On ne trouve cependant nulle trace de François de Hadoque dans les archives historiques : il s’agit bien d’une invention d’Hergé, destinée à enrichir son récit. Ainsi, le chevalier de Hadoque est à la fois un pilier et une zone d’ombre. Une invention qui brouille les frontières entre l’Histoire et la fiction, entre ancêtres réels et ancêtres rêvés.
Un nom bien commode
Les carnets d’Hergé révèlent qu’il a longtemps tâtonné. En voilà une information qui va épaissir notre enquête. Parmi les brouillons apparaissent des variantes improbables : Mastock, Kappock, Harrock… autant d’ébauches qui trahissent l’hésitation du créateur avant de se fixer. Finalement, c’est « Haddock » qui s’impose. En anglais, il signifie « églefin », un poisson commun des mers du Nord. De quoi nourrir le comique involontaire d’un capitaine baptisé d’après une espèce de cabillaud.
Interrogé plus tard, Hergé balaiera la question d’un revers de main : « C’est venu comme ça. » Pourtant, les tintinologues ont flairé une autre piste. Quelques années avant l’apparition du capitaine, un film faisait salle comble : Capitaine Craddock (1931). Dans ce film, une chanson de marins lançait fièrement « C’est nous les gars de la marine »… une ritournelle que l’on retrouvera presque à l’identique dans Le Crabe aux pinces d’or, lorsque Haddock surgit pour la première fois. Le rapprochement est troublant : hasard ou clin d’œil délibéré ?
Autre détail savoureux : le nom est sans cesse déformé dans les albums, notamment par la Castafiore, qui l’appelle Kappock, Mastock ou Hoddack. Comme si Hergé s’amusait à rappeler ses propres hésitations de départ, et à souligner que ce nom, choisi presque par hasard, aurait pu être tout autre.
L’ombre des pirates
Tout enquêteur sait qu’il faut examiner l’entourage. Un nom ne prend son sens qu’à travers ses adversaires. Or, dans la lignée du capitaine Haddock, l’ombre d’un pirate domine tout : Rackham le Rouge.
Introduit dans Le Secret de La Licorne, Rackham est présenté comme l’ennemi juré de François de Hadoque. Leur affrontement en mer, sabre au poing, scelle à la fois la légende du chevalier et l’héritage du capitaine. Mais derrière ce personnage flamboyant inventé par Hergé se cachent des modèles bien réels.
Les spécialistes relèvent que son nom fait écho à John Rackham, plus connu sous le sobriquet de Calico Jack, pirate anglais pendu en 1720. Ses exploits dans les Caraïbes ont nourri tout un imaginaire auquel Hergé n’a pas échappé. Une autre source d’inspiration pourrait être Montbars l’Exterminateur, corsaire français redouté au XVIIᵉ siècle, dont la violence et le panache rappellent les traits de Rackham le Rouge.

_Données:_
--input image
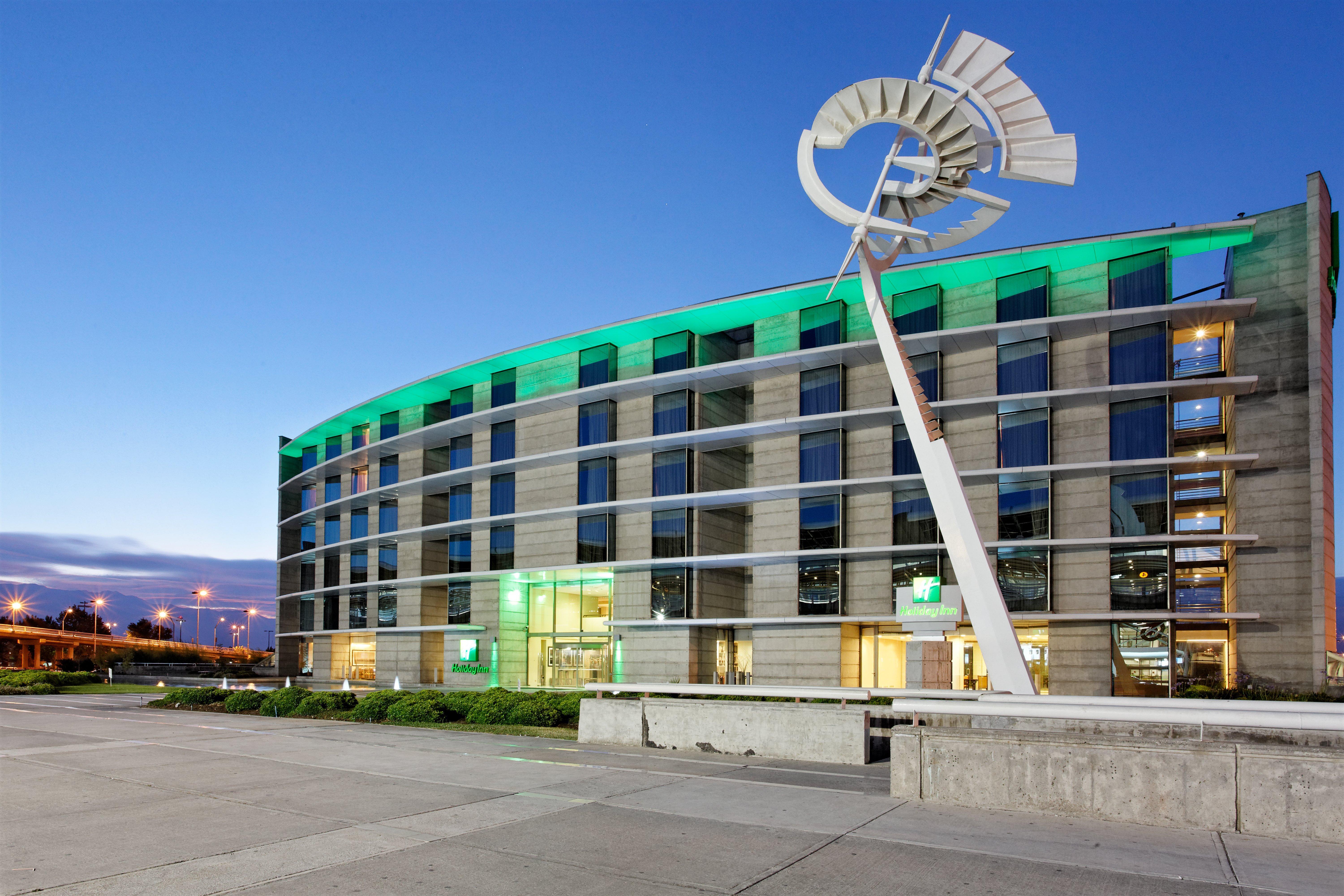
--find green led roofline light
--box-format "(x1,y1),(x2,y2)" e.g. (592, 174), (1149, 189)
(280, 219), (1255, 457)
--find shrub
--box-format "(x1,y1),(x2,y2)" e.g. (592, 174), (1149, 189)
(351, 690), (407, 721)
(224, 690), (266, 712)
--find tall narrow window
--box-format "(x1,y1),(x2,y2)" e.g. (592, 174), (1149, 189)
(653, 449), (691, 497)
(999, 480), (1050, 541)
(576, 457), (615, 504)
(579, 402), (615, 447)
(490, 368), (517, 407)
(891, 489), (940, 544)
(653, 330), (691, 373)
(490, 525), (513, 570)
(490, 473), (513, 516)
(999, 408), (1050, 467)
(798, 430), (840, 482)
(649, 567), (691, 619)
(1110, 398), (1168, 461)
(1110, 324), (1167, 386)
(576, 513), (611, 563)
(490, 420), (517, 463)
(650, 508), (691, 560)
(447, 482), (472, 523)
(447, 532), (472, 574)
(579, 342), (615, 388)
(798, 494), (841, 551)
(798, 302), (844, 349)
(1110, 248), (1167, 309)
(995, 267), (1050, 324)
(447, 386), (476, 420)
(798, 560), (840, 617)
(798, 364), (844, 416)
(999, 338), (1050, 395)
(891, 283), (941, 336)
(653, 390), (691, 435)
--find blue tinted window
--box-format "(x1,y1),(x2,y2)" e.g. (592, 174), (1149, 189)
(490, 420), (515, 462)
(653, 450), (690, 497)
(447, 435), (472, 470)
(798, 430), (840, 482)
(999, 408), (1050, 466)
(1110, 324), (1167, 386)
(447, 482), (472, 523)
(653, 391), (691, 435)
(999, 338), (1050, 395)
(490, 473), (513, 516)
(798, 364), (843, 416)
(1110, 398), (1167, 461)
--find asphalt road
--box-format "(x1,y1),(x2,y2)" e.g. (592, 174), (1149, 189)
(0, 694), (1344, 896)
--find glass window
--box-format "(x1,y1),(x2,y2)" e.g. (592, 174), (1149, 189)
(1110, 398), (1167, 461)
(1110, 470), (1167, 537)
(349, 591), (368, 629)
(490, 525), (513, 570)
(447, 482), (472, 523)
(490, 420), (517, 463)
(653, 390), (691, 435)
(1110, 545), (1168, 613)
(490, 368), (517, 407)
(999, 480), (1050, 541)
(378, 544), (396, 582)
(349, 551), (368, 584)
(995, 267), (1050, 324)
(999, 338), (1050, 395)
(447, 386), (474, 420)
(891, 423), (919, 476)
(1110, 324), (1167, 386)
(798, 560), (840, 617)
(999, 408), (1050, 467)
(798, 430), (840, 482)
(447, 582), (472, 626)
(579, 402), (615, 447)
(490, 473), (513, 516)
(349, 508), (368, 539)
(798, 302), (844, 349)
(649, 567), (691, 619)
(653, 330), (691, 373)
(650, 509), (691, 560)
(576, 455), (615, 504)
(447, 435), (472, 470)
(378, 501), (398, 532)
(891, 285), (942, 336)
(999, 548), (1050, 613)
(378, 588), (396, 629)
(578, 513), (611, 563)
(798, 364), (844, 416)
(579, 342), (615, 388)
(891, 489), (942, 544)
(1110, 248), (1167, 308)
(653, 449), (691, 497)
(447, 532), (472, 574)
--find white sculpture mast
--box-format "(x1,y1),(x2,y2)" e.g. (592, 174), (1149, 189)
(798, 16), (1078, 693)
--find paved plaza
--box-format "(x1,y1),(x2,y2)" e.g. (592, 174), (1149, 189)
(0, 694), (1344, 896)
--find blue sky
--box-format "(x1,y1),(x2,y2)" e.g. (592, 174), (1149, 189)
(0, 0), (1344, 610)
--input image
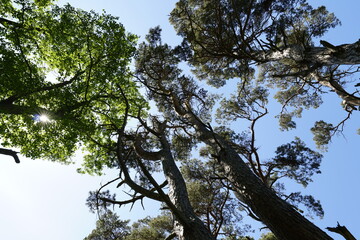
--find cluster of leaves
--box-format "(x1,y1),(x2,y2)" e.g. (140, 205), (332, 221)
(0, 0), (147, 173)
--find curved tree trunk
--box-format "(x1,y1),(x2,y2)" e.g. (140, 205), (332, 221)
(172, 95), (332, 240)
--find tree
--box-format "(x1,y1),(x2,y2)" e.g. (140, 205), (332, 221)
(0, 0), (146, 173)
(170, 0), (360, 147)
(127, 25), (330, 239)
(84, 211), (130, 240)
(0, 0), (359, 240)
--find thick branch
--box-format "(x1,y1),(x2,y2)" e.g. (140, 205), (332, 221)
(311, 72), (360, 106)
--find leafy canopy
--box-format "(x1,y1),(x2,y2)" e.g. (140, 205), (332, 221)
(0, 0), (147, 173)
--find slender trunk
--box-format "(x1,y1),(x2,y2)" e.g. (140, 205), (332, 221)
(264, 40), (360, 66)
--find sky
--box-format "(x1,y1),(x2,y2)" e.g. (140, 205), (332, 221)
(0, 0), (360, 240)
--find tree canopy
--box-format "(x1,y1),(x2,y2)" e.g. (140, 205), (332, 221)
(0, 0), (146, 173)
(0, 0), (360, 240)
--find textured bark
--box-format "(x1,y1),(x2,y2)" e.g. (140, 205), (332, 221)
(0, 148), (20, 163)
(326, 223), (356, 240)
(172, 95), (332, 240)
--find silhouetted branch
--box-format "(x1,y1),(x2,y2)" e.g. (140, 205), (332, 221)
(0, 148), (20, 163)
(326, 222), (356, 240)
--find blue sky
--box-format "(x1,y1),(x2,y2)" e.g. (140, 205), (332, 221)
(0, 0), (360, 240)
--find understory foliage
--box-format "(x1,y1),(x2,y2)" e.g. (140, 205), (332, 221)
(0, 0), (360, 240)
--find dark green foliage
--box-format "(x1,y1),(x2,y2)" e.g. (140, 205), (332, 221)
(274, 138), (322, 186)
(311, 121), (334, 149)
(0, 0), (147, 174)
(84, 211), (130, 240)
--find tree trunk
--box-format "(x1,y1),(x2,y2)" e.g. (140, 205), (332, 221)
(172, 99), (332, 240)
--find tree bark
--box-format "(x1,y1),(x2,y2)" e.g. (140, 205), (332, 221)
(326, 223), (356, 240)
(172, 95), (332, 240)
(264, 40), (360, 66)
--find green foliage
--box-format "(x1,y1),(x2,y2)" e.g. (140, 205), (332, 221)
(259, 232), (277, 240)
(125, 214), (173, 240)
(170, 0), (339, 87)
(274, 138), (322, 186)
(181, 159), (250, 239)
(84, 211), (130, 240)
(311, 121), (334, 150)
(0, 0), (147, 174)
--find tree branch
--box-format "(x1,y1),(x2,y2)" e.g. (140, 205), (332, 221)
(0, 148), (20, 163)
(326, 222), (356, 240)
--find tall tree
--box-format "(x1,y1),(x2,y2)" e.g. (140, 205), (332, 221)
(0, 0), (146, 173)
(0, 0), (359, 240)
(170, 0), (360, 146)
(84, 211), (130, 240)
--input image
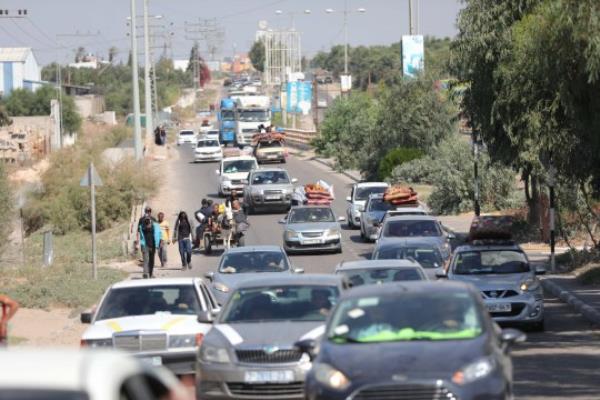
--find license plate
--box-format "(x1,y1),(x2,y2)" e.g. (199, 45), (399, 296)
(244, 371), (294, 383)
(302, 239), (321, 244)
(486, 303), (512, 312)
(142, 357), (162, 367)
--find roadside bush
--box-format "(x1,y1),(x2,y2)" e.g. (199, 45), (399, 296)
(379, 147), (425, 180)
(391, 135), (516, 214)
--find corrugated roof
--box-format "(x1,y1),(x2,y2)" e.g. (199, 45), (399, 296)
(0, 47), (31, 62)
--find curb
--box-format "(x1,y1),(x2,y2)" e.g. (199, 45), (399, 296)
(542, 279), (600, 326)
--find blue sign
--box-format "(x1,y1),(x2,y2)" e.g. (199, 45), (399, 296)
(286, 81), (312, 115)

_Consigne:_
Reproduisez tel quel, dans le texte sur le capitaine Haddock, le passage allant de « Interrogé plus tard, Hergé » jusqu'à « d’œil délibéré ? » inclus. Les items ne servent à rien ici.

_Réponse:_
Interrogé plus tard, Hergé balaiera la question d’un revers de main : « C’est venu comme ça. » Pourtant, les tintinologues ont flairé une autre piste. Quelques années avant l’apparition du capitaine, un film faisait salle comble : Capitaine Craddock (1931). Dans ce film, une chanson de marins lançait fièrement « C’est nous les gars de la marine »… une ritournelle que l’on retrouvera presque à l’identique dans Le Crabe aux pinces d’or, lorsque Haddock surgit pour la première fois. Le rapprochement est troublant : hasard ou clin d’œil délibéré ?